## STUDY TEXT
==================================================

Brant Thompson, one of Francis Thompson’s two sons who are employed by state agencies, served for a number of years as ATC deputy commissioner. He was promoted to interim commissioner after his boss, Commissioner Murphy J. Painter, resigned last week. Thompson’s salary before his promotion was listed at $84,864 per year. Painter, meanwhile, is under investigation by state police and the state inspector general’s office.

Among other things, Painter is being investigated for hacking into personnel files of employees and strangers alike, of sexual harassment, discrimination, and stalking.

Thompson’s other son, Todd Thompson, works for the Louisiana Department of Agriculture. Sen. Francis Thompson (D-Delhi) served for four years as chairman of the House Agriculture Committee before being term limited for his House seat and subsequently was elected to the Senate seat formerly held by similarly term-limited Charles Jones of Monroe. He now serves as chairman of the Senate Agriculture, Forestry, Aquaculture, and Rural Development Committee.

Francis Thompson’s first cousin, J.S. “Bud” Thompson, is director of the Louisiana Office of Risk Management, which is being privatized over a five-year period. Bud Thompson’s wife recently retired from her position with the Louisiana Bond Commission.

An older brother, Clyde “Weasel” Thompson (as he was known when he coached P.E. at Louisiana Tech University in Ruston in the 60s and ’70s) served for a time as second in command to Department of Transportation and Development Secretary Paul Hardy during the administration of former Gov. Dave Treen and more recently has been serving as Executive Director of the Madison Port Commission at a salary of $49,207 even though he reportedly rarely leaves home and even more rarely shows up at his office.

Finally, the senator’s younger brother, Mike Thompson, was formerly mayor of Delhi and later served as director of the Poverty Point Reservoir District.

Controversy seems to follow members of the Thompson family in their capacities as public employees. Besides Brant, who received his promotion at ATC by default, his brother Todd was ticketed six years ago for driving while intoxicated in Baton Rouge after being involved in an auto accident at 10:15 p.m. on July 7, 2004 while driving a Department of Agriculture vehicle.

==================================================

## DATA SECTION
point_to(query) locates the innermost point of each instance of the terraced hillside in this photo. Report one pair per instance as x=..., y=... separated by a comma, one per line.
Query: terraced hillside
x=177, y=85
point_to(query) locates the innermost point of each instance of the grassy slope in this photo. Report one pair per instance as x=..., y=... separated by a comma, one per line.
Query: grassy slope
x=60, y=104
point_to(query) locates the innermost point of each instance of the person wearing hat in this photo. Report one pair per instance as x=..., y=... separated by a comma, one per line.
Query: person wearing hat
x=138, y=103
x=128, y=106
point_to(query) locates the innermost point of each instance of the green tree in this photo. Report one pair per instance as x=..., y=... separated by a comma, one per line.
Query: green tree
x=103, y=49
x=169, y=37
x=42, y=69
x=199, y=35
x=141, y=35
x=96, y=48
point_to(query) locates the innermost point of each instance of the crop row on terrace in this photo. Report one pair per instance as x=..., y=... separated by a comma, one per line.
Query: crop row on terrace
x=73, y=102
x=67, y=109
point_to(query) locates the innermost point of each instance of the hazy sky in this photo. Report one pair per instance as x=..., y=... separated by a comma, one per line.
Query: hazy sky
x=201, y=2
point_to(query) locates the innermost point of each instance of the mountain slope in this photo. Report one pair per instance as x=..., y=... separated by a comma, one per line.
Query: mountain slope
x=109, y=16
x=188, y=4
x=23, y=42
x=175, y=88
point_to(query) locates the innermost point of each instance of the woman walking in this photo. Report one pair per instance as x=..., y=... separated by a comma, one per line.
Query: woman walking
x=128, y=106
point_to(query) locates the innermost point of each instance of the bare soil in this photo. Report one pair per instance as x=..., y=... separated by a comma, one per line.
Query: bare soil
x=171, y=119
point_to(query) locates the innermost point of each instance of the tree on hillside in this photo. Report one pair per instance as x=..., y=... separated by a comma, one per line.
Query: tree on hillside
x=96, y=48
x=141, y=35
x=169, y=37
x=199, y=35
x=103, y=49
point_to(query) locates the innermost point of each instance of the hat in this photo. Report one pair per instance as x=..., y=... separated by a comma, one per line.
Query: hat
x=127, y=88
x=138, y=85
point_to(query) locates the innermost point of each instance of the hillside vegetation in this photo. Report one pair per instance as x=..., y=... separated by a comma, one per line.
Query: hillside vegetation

==================================================

## REQUIREMENT 1
In the passage on the Thompson family, rewrite the part between "Among other things, Painter" and "Louisiana Bond Commission.", inclusive, substituting "state Senate" for "Senate".
## REQUIREMENT 2
According to the passage on the Thompson family, what was Brant Thompson's salary before his promotion?
## REQUIREMENT 3
Extend the passage on the Thompson family beyond its final sentence.

## ANSWER AREA 1
Among other things, Painter is being investigated for hacking into personnel files of employees and strangers alike, of sexual harassment, discrimination, and stalking.

Thompson’s other son, Todd Thompson, works for the Louisiana Department of Agriculture. Sen. Francis Thompson (D-Delhi) served for four years as chairman of the House Agriculture Committee before being term limited for his House seat and subsequently was elected to the state Senate seat formerly held by similarly term-limited Charles Jones of Monroe. He now serves as chairman of the state Senate Agriculture, Forestry, Aquaculture, and Rural Development Committee.

Francis Thompson’s first cousin, J.S. “Bud” Thompson, is director of the Louisiana Office of Risk Management, which is being privatized over a five-year period. Bud Thompson’s wife recently retired from her position with the Louisiana Bond Commission.

## ANSWER AREA 2
$84,864 per year.

## ANSWER AREA 3
The Baton Rouge city police accident report said that while the accident was not the fault of Todd Thompson, he was nevertheless cited for DWI after refusing a field sobriety test at the scene of the accident. Todd Thompson, despite his driving while intoxicated in a state vehicle at 10:15 p.m., remained in his job.

Francis Thompson has been the subject of considerable controversy with his proposed ground water reservoir feasibility studies around the state, including Poverty Point in Richland Parish, as well as Washington Parish, Lincoln Parish, and others. Poverty Point received appropriations totaling more than $3.1 million in this year’s appropriations and capital outlay bills.

Bud Thompson was the catalyst in the privatization of the Office of Risk Management which was facilitated by what some employees felt was tweaking the evaluations of companies that bid on the contract so that an area private claims adjusting firm might win the contract. The outsourcing of the agency will either force employees into working for the private firm or taking early retirement. Those who move into the private sector will have their retirement seniority interrupted in some cases decades before employees are eligible for retirement though Bud Thompson, in his own words, will still have his job.

Mike Thompson was indicted and subsequently convicted in federal court for using Poverty Point Reservoir District employees to perform work on his private property.